◆ Your instructions
Each entry below is to be duplicated precisely.

Collected data entries
────

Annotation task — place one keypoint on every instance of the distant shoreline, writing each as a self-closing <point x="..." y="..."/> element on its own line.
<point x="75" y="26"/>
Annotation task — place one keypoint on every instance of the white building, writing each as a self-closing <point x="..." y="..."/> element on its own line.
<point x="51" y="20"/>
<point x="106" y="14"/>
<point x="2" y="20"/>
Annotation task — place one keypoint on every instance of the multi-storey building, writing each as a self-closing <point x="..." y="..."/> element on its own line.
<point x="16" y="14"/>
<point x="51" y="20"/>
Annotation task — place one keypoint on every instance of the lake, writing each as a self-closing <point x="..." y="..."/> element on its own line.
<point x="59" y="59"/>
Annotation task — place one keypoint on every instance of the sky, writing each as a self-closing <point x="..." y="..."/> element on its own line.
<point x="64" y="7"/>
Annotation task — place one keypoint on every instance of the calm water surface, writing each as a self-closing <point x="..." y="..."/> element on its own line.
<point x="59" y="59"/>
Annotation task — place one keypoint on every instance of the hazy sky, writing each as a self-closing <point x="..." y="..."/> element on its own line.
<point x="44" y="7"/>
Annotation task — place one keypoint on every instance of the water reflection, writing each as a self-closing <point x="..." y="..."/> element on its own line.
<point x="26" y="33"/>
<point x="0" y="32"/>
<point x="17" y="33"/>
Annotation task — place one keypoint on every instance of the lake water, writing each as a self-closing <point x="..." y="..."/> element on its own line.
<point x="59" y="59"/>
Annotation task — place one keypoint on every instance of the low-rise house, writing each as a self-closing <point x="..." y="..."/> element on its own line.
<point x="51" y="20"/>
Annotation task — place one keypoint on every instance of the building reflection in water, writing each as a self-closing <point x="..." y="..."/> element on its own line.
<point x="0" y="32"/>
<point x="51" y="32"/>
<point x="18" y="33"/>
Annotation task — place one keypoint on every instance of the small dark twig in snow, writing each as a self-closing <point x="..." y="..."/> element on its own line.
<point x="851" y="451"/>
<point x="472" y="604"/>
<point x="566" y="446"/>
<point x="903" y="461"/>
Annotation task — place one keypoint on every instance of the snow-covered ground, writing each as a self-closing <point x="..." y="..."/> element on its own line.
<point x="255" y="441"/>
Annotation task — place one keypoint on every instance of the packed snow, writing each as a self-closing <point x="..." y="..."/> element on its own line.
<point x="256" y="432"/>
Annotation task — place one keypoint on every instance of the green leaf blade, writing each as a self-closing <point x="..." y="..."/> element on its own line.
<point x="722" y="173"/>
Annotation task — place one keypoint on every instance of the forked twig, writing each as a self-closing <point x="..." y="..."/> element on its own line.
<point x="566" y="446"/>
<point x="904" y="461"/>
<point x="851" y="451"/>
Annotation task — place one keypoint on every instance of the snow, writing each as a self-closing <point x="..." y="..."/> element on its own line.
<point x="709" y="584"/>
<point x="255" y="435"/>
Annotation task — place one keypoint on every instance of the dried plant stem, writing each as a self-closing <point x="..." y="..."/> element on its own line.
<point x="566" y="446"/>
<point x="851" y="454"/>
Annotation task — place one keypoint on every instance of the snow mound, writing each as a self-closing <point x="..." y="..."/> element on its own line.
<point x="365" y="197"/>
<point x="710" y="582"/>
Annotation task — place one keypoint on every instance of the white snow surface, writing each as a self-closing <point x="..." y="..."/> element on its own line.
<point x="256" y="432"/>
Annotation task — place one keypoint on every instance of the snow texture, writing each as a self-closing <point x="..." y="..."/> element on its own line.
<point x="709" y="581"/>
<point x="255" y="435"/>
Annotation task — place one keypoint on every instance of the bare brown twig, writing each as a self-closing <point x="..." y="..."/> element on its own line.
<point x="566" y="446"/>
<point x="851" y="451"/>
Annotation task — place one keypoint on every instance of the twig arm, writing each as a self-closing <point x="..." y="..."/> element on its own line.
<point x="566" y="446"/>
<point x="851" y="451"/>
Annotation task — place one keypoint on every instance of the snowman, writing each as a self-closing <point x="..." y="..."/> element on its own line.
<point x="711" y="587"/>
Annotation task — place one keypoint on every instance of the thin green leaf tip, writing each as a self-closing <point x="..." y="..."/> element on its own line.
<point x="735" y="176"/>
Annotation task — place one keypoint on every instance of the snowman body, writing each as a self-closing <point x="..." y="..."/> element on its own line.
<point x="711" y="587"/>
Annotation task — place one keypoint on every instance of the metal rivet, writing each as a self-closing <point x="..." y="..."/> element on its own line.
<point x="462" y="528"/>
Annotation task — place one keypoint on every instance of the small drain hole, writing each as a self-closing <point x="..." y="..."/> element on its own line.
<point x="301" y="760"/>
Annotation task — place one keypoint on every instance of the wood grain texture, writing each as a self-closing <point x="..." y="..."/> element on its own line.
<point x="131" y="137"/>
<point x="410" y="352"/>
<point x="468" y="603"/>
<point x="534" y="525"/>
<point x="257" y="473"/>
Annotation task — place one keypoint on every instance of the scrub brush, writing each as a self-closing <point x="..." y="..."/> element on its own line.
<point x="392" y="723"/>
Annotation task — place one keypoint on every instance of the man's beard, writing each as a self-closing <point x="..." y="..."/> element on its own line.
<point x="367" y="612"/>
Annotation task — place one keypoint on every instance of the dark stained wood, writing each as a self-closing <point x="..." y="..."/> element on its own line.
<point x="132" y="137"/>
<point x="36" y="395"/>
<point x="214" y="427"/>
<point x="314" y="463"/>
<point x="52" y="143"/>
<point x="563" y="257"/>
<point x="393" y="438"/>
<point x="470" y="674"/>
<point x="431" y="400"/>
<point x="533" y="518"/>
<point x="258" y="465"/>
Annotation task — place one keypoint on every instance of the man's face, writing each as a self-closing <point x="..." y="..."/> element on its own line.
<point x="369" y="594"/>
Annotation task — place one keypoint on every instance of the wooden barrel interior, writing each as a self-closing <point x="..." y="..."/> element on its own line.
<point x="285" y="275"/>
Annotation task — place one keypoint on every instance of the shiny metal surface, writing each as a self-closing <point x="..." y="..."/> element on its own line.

────

◆ Output of the exercise
Annotation task — place one keypoint on every instance of the distant shoreline, writing each as a self-closing <point x="..." y="..."/> element on its own line.
<point x="75" y="26"/>
Annotation task — place one keypoint on every instance of the white building, writing each as a self-closing <point x="..." y="..."/> element on its own line.
<point x="51" y="20"/>
<point x="106" y="14"/>
<point x="2" y="20"/>
Annotation task — place one keypoint on every instance of the multi-storey building, writing each as a self-closing <point x="..." y="..."/> element on its own line.
<point x="16" y="14"/>
<point x="51" y="20"/>
Annotation task — place one keypoint on every instance of the lake, writing each as a self-closing <point x="..." y="..."/> element on its own line.
<point x="59" y="59"/>
Annotation task — place one keypoint on every instance of the sky, writing each as a self-closing <point x="..." y="..."/> element on its own line.
<point x="64" y="7"/>
Annotation task — place one keypoint on every instance of the calm water surface, writing each as a self-closing <point x="..." y="..."/> element on its own line.
<point x="59" y="59"/>
Annotation task — place one keypoint on every instance of the hazy sky, writing each as a self-closing <point x="..." y="..."/> element on its own line.
<point x="44" y="7"/>
Annotation task — place one keypoint on every instance of the water reflection, writing each as a self-closing <point x="..." y="..."/> element on its own line.
<point x="26" y="33"/>
<point x="0" y="32"/>
<point x="17" y="33"/>
Annotation task — place one keypoint on every instance of the lake water, writing each as a self-closing <point x="..." y="..."/> element on its own line.
<point x="59" y="59"/>
Annotation task — place one keypoint on every instance of the low-rise house, writing each as a self-closing <point x="..." y="..."/> element on its own line.
<point x="51" y="20"/>
Annotation task — place one keypoint on every instance of the building reflection in water, writing each as a self-closing <point x="..." y="..."/> element on its own line.
<point x="0" y="32"/>
<point x="51" y="32"/>
<point x="18" y="33"/>
Annotation task — place one keypoint on every instance of the small dark twig in snow, writing each as a self-closing <point x="..." y="..."/> element on its own line.
<point x="851" y="451"/>
<point x="472" y="604"/>
<point x="566" y="446"/>
<point x="903" y="461"/>
Annotation task — place one keypoint on every instance of the snow-covered ground, writing each as a self-closing <point x="..." y="..."/> element on its own line.
<point x="255" y="441"/>
Annotation task — place one keypoint on every instance of the packed snow, writing each as a self-closing <point x="..." y="..."/> element on its own line.
<point x="256" y="432"/>
Annotation task — place one keypoint on every instance of the green leaf blade, writing each as a self-closing <point x="..." y="..."/> element on its own line.
<point x="722" y="173"/>
Annotation task — place one keypoint on every instance of the forked twig, writing each as a self-closing <point x="..." y="..."/> element on its own line.
<point x="566" y="446"/>
<point x="904" y="461"/>
<point x="851" y="451"/>
Annotation task — place one keypoint on every instance of the snow, writing each as a self-closing <point x="..." y="..."/> element on its own line.
<point x="709" y="584"/>
<point x="255" y="435"/>
Annotation task — place one keypoint on every instance of the dried plant stem, writing each as a self-closing <point x="..." y="..."/> element on its own line.
<point x="566" y="446"/>
<point x="851" y="454"/>
Annotation task — place one keypoint on every instance of the snow mound, writing each as a self-closing <point x="..." y="..."/> element on its own line.
<point x="365" y="197"/>
<point x="710" y="582"/>
Annotation task — place one keypoint on every instance of the white snow surface, writing each as a self-closing <point x="..." y="..."/> element on its own line.
<point x="256" y="432"/>
Annotation task — place one keypoint on every instance of the snow texture, writing each as a self-closing <point x="..." y="..."/> element on its own line.
<point x="709" y="581"/>
<point x="255" y="435"/>
Annotation task — place one keypoint on every instance of the bare brown twig, writing each as a self-closing <point x="..." y="..."/> element on its own line.
<point x="566" y="446"/>
<point x="851" y="451"/>
Annotation task — place one keypoint on every instance of the twig arm, writing each as a self-closing <point x="..." y="..."/> element on its own line.
<point x="566" y="446"/>
<point x="851" y="451"/>
Annotation task — place one keypoint on every instance of the snowman, writing each as a self-closing <point x="..." y="..."/> element on its own line.
<point x="711" y="587"/>
Annotation task — place one keypoint on every instance of the thin green leaf tip, writing each as a self-closing <point x="..." y="..."/> element on its own line.
<point x="735" y="176"/>
Annotation task — place one keypoint on every instance of the snowman body, writing each as a self-closing <point x="..." y="..."/> element on its own line.
<point x="711" y="587"/>
Annotation task — place one keypoint on every instance of the metal rivet, writing each as a self-closing <point x="..." y="..."/> element on its own line.
<point x="462" y="528"/>
Annotation task — place one keypoint on every instance of the small drain hole, writing each as a self-closing <point x="..." y="..."/> element on its own line.
<point x="301" y="760"/>
Annotation task — place one keypoint on every instance of the wood grain texture, writing each as a self-closing <point x="..." y="..."/> element on its own line.
<point x="131" y="137"/>
<point x="410" y="352"/>
<point x="468" y="603"/>
<point x="534" y="525"/>
<point x="257" y="473"/>
Annotation task — place one keypoint on every instance of the scrub brush, writing each as a self-closing <point x="..." y="..."/> element on its own line.
<point x="392" y="723"/>
Annotation task — place one keypoint on every instance of the man's beard, writing each as a self-closing <point x="..." y="..."/> element on its own line.
<point x="367" y="612"/>
Annotation task — place one keypoint on every instance of the dark stained wood, writing each as a self-closing <point x="..." y="..."/> element on its own line.
<point x="132" y="137"/>
<point x="36" y="395"/>
<point x="214" y="427"/>
<point x="314" y="463"/>
<point x="52" y="143"/>
<point x="563" y="257"/>
<point x="393" y="438"/>
<point x="470" y="674"/>
<point x="431" y="400"/>
<point x="533" y="518"/>
<point x="258" y="465"/>
Annotation task — place one keypoint on every instance of the man's face, writing each as a self-closing <point x="..." y="..."/> element on its own line.
<point x="369" y="594"/>
Annotation task — place one keypoint on every instance of the wooden barrel interior, writing each as a self-closing <point x="..." y="..."/> element on its own line.
<point x="285" y="275"/>
Annotation task — place one keypoint on every instance of the shiny metal surface, writing each as a self-closing <point x="..." y="..."/> element on its own line.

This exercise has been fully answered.